» **REQUEST 1**
From the rows below, extract the lines between the line holding "[trace] brown sand -> outlines" and the line holding "92L134 86L0 86L0", inclusive, and repeat them word for word.

** Start of SOURCE DOCUMENT **

This thread has been locked.
If you have a related question, please click the "Ask a related question" button in the top right corner. The newly created question will be automatically linked to this question.
Hi all,
I'm looking for some troubleshooting help.
I'm debugging part of our existing code base, so I am not the person who wrote this code, so I need some insight into an error.
We have an SD Card connected via SPI.
Running through the code I am able to read and write from multiple files. I can read and write from a persistent log file.
But In my code I write a 1024 byte array to a measurement file, 0:/LOG/V0000000.TXT, everything works fine.
I then loop through my code again (there are other subroutines and separate tasks that I've commented out.) and rerun my measurement. Everything seems to happen just fine,
Then I go to remount the SD card, and I get a HWI Exception as seen below.
I assume I have some sort of reference error though I am not sure how to parse the information below. Using the debugger I've tracked the error to the first time I touch the SD Card after the program loops. I've verified that I'm not touching the SPI lines, or other GPIO elements, I do make a call to the UART as part of the measurement, (it all works fine) I've tried not unmounting the SD card, and just opening a file, and I get the same error. Prior to this file write I write to other existing files, and they seem fine (though their file names are constant.) I'm at my wits end with this. It was working fine, until I updated a different part of the program... (which doesn't touch on the SPI Bus.)
I've run out of ideas for what might be causing it. Can anyone shed light on what this error suggests the issue is?

** End of SOURCE DOCUMENT **
** Start of PROVIDED ENTRIES **

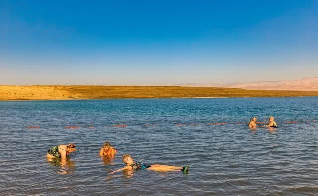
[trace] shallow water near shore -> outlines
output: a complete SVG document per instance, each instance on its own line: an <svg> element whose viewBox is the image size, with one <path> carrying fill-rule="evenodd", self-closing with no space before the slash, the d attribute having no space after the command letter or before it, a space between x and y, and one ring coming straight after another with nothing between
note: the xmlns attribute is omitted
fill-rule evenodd
<svg viewBox="0 0 318 196"><path fill-rule="evenodd" d="M246 124L269 115L278 128ZM316 195L318 121L318 97L0 102L0 195ZM69 142L66 163L47 160ZM126 153L190 171L108 175Z"/></svg>

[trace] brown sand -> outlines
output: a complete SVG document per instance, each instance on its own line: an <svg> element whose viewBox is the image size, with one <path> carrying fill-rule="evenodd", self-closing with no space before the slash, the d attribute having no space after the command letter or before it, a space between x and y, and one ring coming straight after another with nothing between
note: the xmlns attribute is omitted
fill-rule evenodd
<svg viewBox="0 0 318 196"><path fill-rule="evenodd" d="M318 92L134 86L0 86L0 100L318 96Z"/></svg>

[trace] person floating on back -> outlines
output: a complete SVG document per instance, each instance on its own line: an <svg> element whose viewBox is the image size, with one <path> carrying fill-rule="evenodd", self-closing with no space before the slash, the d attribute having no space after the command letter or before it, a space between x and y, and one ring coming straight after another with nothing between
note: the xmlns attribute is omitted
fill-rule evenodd
<svg viewBox="0 0 318 196"><path fill-rule="evenodd" d="M134 159L129 154L125 154L123 156L123 162L126 166L117 170L110 172L108 174L113 173L125 170L148 170L156 171L157 172L168 172L170 171L180 171L184 173L187 173L189 170L189 165L184 167L175 167L166 165L148 165L143 163L141 160L136 162L134 162Z"/></svg>
<svg viewBox="0 0 318 196"><path fill-rule="evenodd" d="M70 143L67 145L60 145L50 148L46 154L46 156L49 159L60 158L64 160L66 159L66 157L69 156L70 153L76 150L75 145L73 143Z"/></svg>
<svg viewBox="0 0 318 196"><path fill-rule="evenodd" d="M251 128L255 128L257 127L257 125L256 125L256 121L257 121L257 118L254 117L252 118L250 122L249 122L249 126Z"/></svg>
<svg viewBox="0 0 318 196"><path fill-rule="evenodd" d="M109 142L105 142L104 143L104 145L103 145L103 147L100 148L99 156L113 157L115 156L115 154L116 154L117 152L117 150L110 145Z"/></svg>
<svg viewBox="0 0 318 196"><path fill-rule="evenodd" d="M268 120L269 121L269 124L268 125L264 126L263 127L277 127L277 124L276 124L276 122L274 121L274 120L275 118L274 118L273 116L270 116L269 119Z"/></svg>

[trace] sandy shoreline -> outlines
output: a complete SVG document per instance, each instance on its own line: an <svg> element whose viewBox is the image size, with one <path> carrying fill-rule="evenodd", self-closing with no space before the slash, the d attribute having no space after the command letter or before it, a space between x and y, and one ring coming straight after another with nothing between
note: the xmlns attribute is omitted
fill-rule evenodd
<svg viewBox="0 0 318 196"><path fill-rule="evenodd" d="M0 86L0 101L317 96L317 91L138 86Z"/></svg>

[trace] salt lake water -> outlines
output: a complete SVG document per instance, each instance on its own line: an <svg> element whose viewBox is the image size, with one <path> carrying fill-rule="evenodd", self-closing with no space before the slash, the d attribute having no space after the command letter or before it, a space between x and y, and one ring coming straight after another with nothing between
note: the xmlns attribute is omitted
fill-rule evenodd
<svg viewBox="0 0 318 196"><path fill-rule="evenodd" d="M278 128L246 123L270 115ZM317 121L318 97L0 102L0 195L315 196ZM66 164L48 161L69 142ZM126 153L189 172L108 175Z"/></svg>

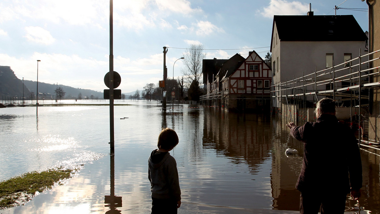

** End of PROVIDED ENTRIES **

» **REQUEST 2**
Copy the passage of the SD card forum thread between "Running through the" and "as seen below.", inclusive, word for word.

» **COMPLETE OUTPUT 1**
[trace] brown sand -> outlines
output: a complete SVG document per instance, each instance on its own line: an <svg> element whose viewBox is the image size, with one <path> carrying fill-rule="evenodd", self-closing with no space before the slash, the d attribute having no space after the command letter or before it, a space between x and y, and one ring coming straight after another with nothing between
note: the xmlns attribute is omitted
fill-rule evenodd
<svg viewBox="0 0 318 196"><path fill-rule="evenodd" d="M318 92L134 86L0 86L0 100L318 96Z"/></svg>

» **COMPLETE OUTPUT 2**
Running through the code I am able to read and write from multiple files. I can read and write from a persistent log file.
But In my code I write a 1024 byte array to a measurement file, 0:/LOG/V0000000.TXT, everything works fine.
I then loop through my code again (there are other subroutines and separate tasks that I've commented out.) and rerun my measurement. Everything seems to happen just fine,
Then I go to remount the SD card, and I get a HWI Exception as seen below.